╭──
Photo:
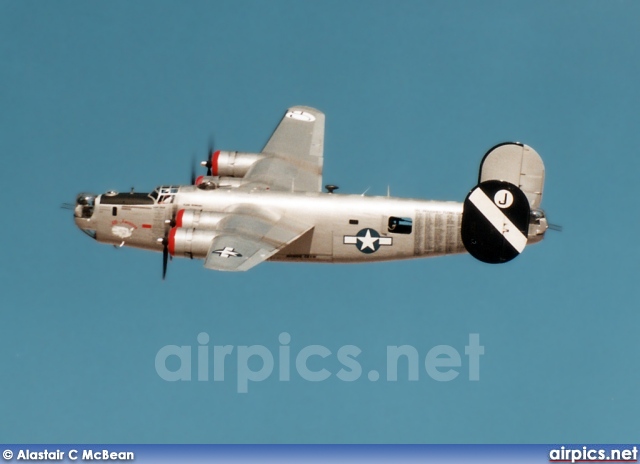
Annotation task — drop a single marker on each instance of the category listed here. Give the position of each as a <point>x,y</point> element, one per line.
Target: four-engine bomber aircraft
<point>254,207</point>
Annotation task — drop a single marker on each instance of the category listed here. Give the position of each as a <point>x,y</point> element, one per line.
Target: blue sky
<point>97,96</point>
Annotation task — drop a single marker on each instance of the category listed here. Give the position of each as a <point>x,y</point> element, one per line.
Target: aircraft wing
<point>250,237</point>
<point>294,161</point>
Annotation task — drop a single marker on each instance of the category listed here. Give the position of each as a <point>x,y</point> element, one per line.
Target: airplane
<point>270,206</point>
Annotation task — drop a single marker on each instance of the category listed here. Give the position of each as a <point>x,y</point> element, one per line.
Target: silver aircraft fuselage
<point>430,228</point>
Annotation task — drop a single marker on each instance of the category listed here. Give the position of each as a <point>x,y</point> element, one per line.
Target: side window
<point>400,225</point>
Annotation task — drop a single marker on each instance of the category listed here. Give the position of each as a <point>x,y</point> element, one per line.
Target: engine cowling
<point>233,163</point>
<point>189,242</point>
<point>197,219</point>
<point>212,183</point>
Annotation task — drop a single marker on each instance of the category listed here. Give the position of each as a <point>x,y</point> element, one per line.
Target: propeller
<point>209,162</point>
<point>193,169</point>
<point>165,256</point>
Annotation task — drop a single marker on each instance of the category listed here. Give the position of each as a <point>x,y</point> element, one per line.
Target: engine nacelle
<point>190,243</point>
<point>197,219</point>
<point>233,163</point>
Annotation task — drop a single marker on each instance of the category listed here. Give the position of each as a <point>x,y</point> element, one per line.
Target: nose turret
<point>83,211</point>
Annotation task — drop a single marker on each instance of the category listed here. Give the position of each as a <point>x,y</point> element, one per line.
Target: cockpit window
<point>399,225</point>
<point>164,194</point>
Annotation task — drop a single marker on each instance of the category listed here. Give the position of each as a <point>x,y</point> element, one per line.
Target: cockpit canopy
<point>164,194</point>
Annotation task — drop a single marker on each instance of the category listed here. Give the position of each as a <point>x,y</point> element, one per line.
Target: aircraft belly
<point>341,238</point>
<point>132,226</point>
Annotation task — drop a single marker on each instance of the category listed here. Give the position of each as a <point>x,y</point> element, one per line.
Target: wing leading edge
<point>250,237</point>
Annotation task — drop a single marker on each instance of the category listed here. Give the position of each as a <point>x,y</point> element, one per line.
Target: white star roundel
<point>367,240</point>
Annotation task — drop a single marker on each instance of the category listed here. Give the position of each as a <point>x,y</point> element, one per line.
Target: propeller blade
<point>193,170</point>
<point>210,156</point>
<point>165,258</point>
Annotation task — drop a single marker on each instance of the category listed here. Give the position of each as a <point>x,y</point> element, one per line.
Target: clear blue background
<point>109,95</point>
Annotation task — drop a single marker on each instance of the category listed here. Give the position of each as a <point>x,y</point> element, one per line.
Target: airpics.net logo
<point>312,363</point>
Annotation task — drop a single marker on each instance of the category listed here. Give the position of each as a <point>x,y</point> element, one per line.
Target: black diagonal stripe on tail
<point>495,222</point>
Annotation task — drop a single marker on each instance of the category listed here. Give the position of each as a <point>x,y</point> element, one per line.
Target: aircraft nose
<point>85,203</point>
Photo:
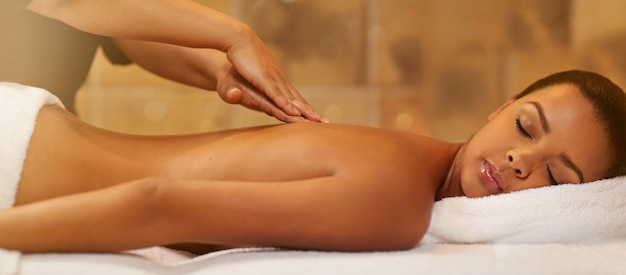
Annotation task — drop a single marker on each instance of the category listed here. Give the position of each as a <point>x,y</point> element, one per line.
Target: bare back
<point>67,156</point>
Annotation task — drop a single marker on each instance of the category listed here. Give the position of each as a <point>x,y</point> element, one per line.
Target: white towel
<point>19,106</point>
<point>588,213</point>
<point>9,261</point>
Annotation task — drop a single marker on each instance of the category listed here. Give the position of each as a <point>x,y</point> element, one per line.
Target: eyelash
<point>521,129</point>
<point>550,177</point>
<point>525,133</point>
╰──
EXERCISE AIM »
Leave out the pictures and give the listing above again exactly.

TASK RESPONSE »
Photo:
Annotation task — drop a single marker on each instance of the category listed here. Give the position of each as a <point>x,y</point> element, one per line.
Target: four-engine bomber aircraft
<point>254,207</point>
Annotation task — drop a single marker on each instance of the category listed here. Give the position of each as a <point>x,y</point> element, one per line.
Target: blue sky
<point>97,96</point>
Annotation task — drop a single marker on each instance of the category listed here. Give the position of each as a <point>x,y</point> element, one per line.
Target: aircraft wing
<point>250,237</point>
<point>294,161</point>
Annotation task — drop a single marker on each instance of the category listed here. Give the position of each as a <point>x,y</point> element, one per line.
Target: airplane
<point>270,206</point>
Annotation task — drop a single marker on each instance of the category listed here. Give the position of each as a <point>x,y</point> element, one per line.
Target: silver aircraft fuselage
<point>430,228</point>
Annotation task — drop a single marker on each instance of the category listed here. Give the position of each as a <point>x,y</point> element, one per line.
Target: side window
<point>400,225</point>
Annotation task — drop a single marker on each instance of the category listed here. Give the position of each as a <point>x,y</point> element, one per line.
Target: engine cowling
<point>233,163</point>
<point>189,242</point>
<point>197,219</point>
<point>212,183</point>
Annotation task — drop a single marker on each instance of the category listed here. Give the position of each as a <point>x,y</point> element, one per line.
Target: propeller
<point>209,162</point>
<point>193,169</point>
<point>165,256</point>
Annotation task — drop a single marker on each instance of the category listed here. Give the position of each as a <point>x,y</point> element, one per line.
Target: engine nacelle
<point>190,243</point>
<point>197,219</point>
<point>233,163</point>
Annotation task — drop a single marker on each instance of the category listed here. Give the position of each as a <point>x,y</point> element, one per line.
Target: nose turret
<point>83,211</point>
Annotation task — drop a single marker on each instance of the category listed here. Give the position of each as a <point>x,y</point> element, one per line.
Target: cockpit window
<point>399,225</point>
<point>164,194</point>
Annotation task — drop a single marker on each instance of the category listed here. Give the position of each as a <point>x,y</point> element, one per line.
Target: cockpit canopy
<point>164,194</point>
Annotation task — drop a single marker on each instance of the category listed here. Give the position of each as a <point>x,y</point> element, one per line.
Target: aircraft belly
<point>341,238</point>
<point>132,226</point>
Annotation task — drop a single marker on each instance of the category listed here. Give the position of each as a <point>x,y</point> element, one per line.
Target: wing leading edge
<point>250,237</point>
Annotation task — drop a single marker on each instance of the category listed here. Give the position of each as a <point>x,y</point> element, one per line.
Target: white star roundel
<point>367,240</point>
Annotation task — drop a single marker on each instance of the category listed here. Give the position of each as a <point>x,y</point> element, one per line.
Target: propeller blade
<point>193,170</point>
<point>210,156</point>
<point>165,258</point>
Annotation task — drop a single marker on each instance of the category listed here. Give the position of each as a <point>x,y</point> element, one per line.
Target: clear blue background
<point>109,95</point>
Annotation task — drop a single marker on each instance of the category listed here. Give the position of each as a <point>x,y</point> element, one per line.
Target: airpics.net logo
<point>312,363</point>
Annotation task — drop a single marker on each instance of the category listed here. Give the position of each as a <point>x,y</point> element, one per line.
Target: black diagonal stripe on tail
<point>495,222</point>
Annotation task — drop a single marker on each instance of the category listed here. Give the position of each as a <point>x,y</point> element, one per line.
Target: aircraft nose
<point>85,203</point>
Photo:
Annotation task — drop a single marker on each instance of the category listed here. Give the position of each as a <point>x,y</point> element, one per line.
Target: bare back
<point>67,156</point>
Annotation task — drop a single marker on each instance of the category listed here. Give the position of each as a <point>x,y</point> element, one per line.
Target: white towel
<point>19,106</point>
<point>588,213</point>
<point>9,261</point>
Annotation task — drop a single marker on each instance of the category listed here. Give the position of each as a <point>x,y</point> element, one per line.
Target: eyelash
<point>521,129</point>
<point>550,177</point>
<point>525,133</point>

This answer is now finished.